Passage:
------

Making Sense Of Blue Light

Making Sense Of Blue Light

You have probably heard of blue light and it’s harmful effects on your vision. However, making sense of blue light and its affects can be difficult. What exactly is blue light and is it bad for you?

What Is Blue Light?

Sunlight contains red, orange, yellow, green and blue light rays. Combined, this spectrum of colored light rays creates what we call “white light” or sunlight. Without getting too complicated, light rays with shorter wavelengths have more energy. Blue light rays with the shortest wavelengths (and highest energy) are sometimes called blue-violet or violet light. This is why the invisible electromagnetic rays just beyond the visible light spectrum are called ultraviolet (UV) radiation.

 

Blue light has benefits and dangers. Some important points you should know about blue light are it is everywhere, these rays are what make the sky look blue, and too much exposure may increase the risk of macular degeneration. Blue light contributes to digital eye strain and protection from this light may be even more important after cataract surgery. The main source of blue light is the sun, however there are also many indoor sources of blue light, most notably fluorescent and LED lighting, the display screens of televisions, computers, smartphones and other digital devices. Many eye doctors and other health care professionals are concerned about possible long-term effects of blue light on eye health.

Why Not Block All Blue Light?

It is important to note not all blue light is bad. While it is beneficial to block bad blue light, some blue light exposure is essential for good health. Research has shown high-energy light boosts alertness, helps memory and cognitive function, and elevates mood. It is also very important in regulating the sleep cycle. Getting too much blue light late at night can disrupt your circadian rhythm, leading to sleepless nights and daytime fatigue.  Primary sources of this blue light include smartphones, tablets, computers, televisions and even your energy-saving light bulbs.

------

Recorded information:

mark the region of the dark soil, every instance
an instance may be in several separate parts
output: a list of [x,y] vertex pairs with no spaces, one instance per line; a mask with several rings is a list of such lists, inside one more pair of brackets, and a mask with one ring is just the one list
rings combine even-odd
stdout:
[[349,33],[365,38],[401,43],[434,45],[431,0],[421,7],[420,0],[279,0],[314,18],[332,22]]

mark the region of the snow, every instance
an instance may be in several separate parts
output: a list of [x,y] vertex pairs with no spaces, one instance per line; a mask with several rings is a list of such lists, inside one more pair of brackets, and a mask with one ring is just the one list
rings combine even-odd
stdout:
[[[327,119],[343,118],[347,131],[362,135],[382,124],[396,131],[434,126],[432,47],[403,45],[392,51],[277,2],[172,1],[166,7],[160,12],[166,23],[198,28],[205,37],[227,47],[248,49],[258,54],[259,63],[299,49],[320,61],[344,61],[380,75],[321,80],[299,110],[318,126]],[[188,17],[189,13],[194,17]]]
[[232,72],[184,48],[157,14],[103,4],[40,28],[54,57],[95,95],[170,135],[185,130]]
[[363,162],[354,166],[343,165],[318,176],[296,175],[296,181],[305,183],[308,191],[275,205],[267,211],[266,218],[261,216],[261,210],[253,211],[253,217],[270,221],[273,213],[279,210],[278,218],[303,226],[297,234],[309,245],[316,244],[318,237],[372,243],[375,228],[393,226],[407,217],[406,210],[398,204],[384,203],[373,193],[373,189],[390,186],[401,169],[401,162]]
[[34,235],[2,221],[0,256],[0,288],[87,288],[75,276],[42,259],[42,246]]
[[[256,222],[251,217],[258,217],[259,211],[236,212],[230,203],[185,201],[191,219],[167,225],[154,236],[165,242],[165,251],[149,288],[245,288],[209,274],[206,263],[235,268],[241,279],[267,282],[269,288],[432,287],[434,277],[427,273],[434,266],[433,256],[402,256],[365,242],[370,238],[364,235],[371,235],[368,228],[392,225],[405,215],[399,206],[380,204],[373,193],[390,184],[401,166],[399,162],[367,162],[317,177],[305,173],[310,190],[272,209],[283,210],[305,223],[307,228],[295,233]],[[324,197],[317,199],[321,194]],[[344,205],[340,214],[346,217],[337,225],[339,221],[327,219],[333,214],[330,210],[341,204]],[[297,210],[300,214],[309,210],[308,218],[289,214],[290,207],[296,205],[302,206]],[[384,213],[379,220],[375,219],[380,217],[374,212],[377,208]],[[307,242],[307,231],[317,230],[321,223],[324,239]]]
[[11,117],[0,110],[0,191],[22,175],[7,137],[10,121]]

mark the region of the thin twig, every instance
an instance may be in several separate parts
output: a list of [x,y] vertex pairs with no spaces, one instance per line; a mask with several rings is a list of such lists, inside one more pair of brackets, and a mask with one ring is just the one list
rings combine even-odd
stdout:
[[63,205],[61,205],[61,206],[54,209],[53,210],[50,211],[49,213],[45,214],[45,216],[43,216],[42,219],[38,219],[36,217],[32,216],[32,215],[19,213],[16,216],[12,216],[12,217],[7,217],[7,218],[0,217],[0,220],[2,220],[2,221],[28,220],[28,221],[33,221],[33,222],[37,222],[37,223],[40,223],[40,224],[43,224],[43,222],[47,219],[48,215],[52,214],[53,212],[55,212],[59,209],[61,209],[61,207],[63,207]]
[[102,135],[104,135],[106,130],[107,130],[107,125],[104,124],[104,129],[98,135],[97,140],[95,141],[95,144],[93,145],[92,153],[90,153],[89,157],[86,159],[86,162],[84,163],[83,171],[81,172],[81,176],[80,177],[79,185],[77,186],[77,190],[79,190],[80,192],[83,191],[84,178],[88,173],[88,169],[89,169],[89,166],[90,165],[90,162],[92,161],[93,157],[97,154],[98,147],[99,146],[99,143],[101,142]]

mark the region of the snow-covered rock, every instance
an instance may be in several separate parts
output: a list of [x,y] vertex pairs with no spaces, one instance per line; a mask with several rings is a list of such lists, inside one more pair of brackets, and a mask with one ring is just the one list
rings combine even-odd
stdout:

------

Required action 1:
According to the blue light text, what are the blue light rays with the shortest wavelengths sometimes called?
Required action 2:
Write out the blue light text from "You have probably" to "Is Blue Light?".

Worked solution 1:
Blue-violet or violet light.

Worked solution 2:
You have probably heard of blue light and it’s harmful effects on your vision. However, making sense of blue light and its affects can be difficult. What exactly is blue light and is it bad for you?

What Is Blue Light?